▸ **REQUIRED ACTION**: Your task is to find every line of the data that holds the string "Target" and copy it.

[Dataset entries]
- - -

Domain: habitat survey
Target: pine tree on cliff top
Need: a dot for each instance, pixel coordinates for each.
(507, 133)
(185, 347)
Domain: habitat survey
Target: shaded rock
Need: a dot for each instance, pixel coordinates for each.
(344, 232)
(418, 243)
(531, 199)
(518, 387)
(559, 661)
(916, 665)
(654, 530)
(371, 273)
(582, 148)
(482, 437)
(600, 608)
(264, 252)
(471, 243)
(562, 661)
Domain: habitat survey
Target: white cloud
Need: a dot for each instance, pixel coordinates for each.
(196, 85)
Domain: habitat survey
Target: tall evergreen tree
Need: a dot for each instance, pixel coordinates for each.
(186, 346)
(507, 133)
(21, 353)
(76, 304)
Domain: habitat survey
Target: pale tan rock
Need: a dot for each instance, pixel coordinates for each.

- - -

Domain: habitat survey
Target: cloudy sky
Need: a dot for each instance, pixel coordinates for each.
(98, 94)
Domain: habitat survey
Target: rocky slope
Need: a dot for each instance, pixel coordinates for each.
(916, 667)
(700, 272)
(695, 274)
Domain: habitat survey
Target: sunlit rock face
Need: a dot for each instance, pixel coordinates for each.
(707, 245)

- - -

▸ **YOUR RESPONSE**:
Target: pine tree on cliff top
Target: shaded rock
Target: white cloud
Target: tall evergreen tree
Target: pale tan rock
Target: cloudy sky
Target: rocky slope
Target: sunlit rock face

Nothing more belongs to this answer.